Task directions:
Each line of the records below that contains "sleeve" needs to be copied.

Material for this exercise:
····················
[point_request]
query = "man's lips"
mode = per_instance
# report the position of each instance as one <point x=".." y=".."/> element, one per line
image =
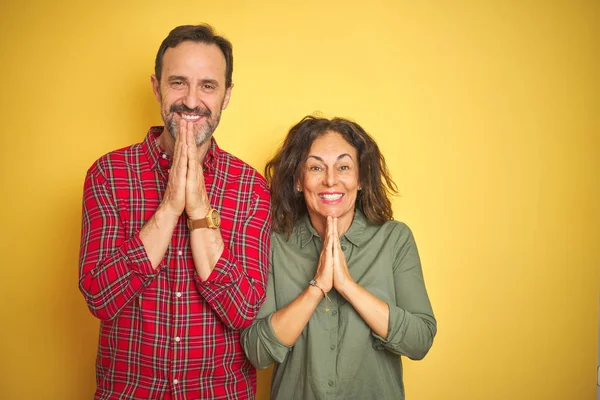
<point x="190" y="117"/>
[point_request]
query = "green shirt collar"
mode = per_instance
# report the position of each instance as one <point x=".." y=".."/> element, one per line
<point x="306" y="233"/>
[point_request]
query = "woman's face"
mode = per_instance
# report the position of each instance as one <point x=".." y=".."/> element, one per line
<point x="330" y="181"/>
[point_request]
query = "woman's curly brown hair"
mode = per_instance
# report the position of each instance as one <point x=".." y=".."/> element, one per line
<point x="285" y="169"/>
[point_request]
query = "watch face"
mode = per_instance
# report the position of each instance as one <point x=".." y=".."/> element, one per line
<point x="216" y="218"/>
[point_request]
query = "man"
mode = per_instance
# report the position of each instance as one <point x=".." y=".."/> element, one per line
<point x="175" y="241"/>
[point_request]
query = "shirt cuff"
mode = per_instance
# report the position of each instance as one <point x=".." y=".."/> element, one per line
<point x="277" y="350"/>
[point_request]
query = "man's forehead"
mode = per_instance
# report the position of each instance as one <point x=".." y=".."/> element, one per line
<point x="199" y="54"/>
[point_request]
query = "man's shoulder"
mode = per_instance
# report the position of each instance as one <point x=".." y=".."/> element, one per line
<point x="123" y="158"/>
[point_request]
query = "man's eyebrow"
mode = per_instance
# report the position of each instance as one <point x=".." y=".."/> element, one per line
<point x="338" y="158"/>
<point x="177" y="78"/>
<point x="211" y="81"/>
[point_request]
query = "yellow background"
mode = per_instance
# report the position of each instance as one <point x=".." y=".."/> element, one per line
<point x="487" y="113"/>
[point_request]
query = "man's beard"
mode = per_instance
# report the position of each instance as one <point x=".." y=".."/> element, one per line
<point x="203" y="132"/>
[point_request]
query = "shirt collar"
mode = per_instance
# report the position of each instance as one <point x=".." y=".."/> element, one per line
<point x="158" y="158"/>
<point x="306" y="232"/>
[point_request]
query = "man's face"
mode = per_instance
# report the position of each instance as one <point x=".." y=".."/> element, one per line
<point x="192" y="87"/>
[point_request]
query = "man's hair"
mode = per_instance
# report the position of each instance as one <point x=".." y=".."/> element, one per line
<point x="199" y="34"/>
<point x="287" y="166"/>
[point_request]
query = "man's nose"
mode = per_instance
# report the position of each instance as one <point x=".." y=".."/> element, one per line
<point x="192" y="98"/>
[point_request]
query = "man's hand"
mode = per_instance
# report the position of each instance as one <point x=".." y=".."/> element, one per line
<point x="196" y="199"/>
<point x="174" y="199"/>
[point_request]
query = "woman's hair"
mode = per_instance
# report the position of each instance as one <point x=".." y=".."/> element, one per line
<point x="286" y="168"/>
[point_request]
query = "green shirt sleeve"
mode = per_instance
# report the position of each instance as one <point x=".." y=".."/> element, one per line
<point x="259" y="341"/>
<point x="412" y="326"/>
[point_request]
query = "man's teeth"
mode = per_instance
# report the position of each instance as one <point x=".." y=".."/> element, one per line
<point x="331" y="196"/>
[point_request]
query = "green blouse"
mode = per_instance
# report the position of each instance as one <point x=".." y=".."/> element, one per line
<point x="337" y="356"/>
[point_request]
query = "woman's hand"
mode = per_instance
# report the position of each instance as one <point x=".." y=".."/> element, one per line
<point x="324" y="275"/>
<point x="341" y="275"/>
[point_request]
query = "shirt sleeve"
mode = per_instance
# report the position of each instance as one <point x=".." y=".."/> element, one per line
<point x="113" y="268"/>
<point x="412" y="325"/>
<point x="236" y="287"/>
<point x="261" y="345"/>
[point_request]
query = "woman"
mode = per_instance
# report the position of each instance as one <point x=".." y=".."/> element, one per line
<point x="346" y="295"/>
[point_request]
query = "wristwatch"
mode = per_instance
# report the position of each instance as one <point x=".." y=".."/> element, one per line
<point x="211" y="221"/>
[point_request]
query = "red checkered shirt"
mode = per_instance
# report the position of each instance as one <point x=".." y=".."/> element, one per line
<point x="165" y="333"/>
····················
Exercise answer:
query = "green shirt sleeve"
query = "shirt sleeve"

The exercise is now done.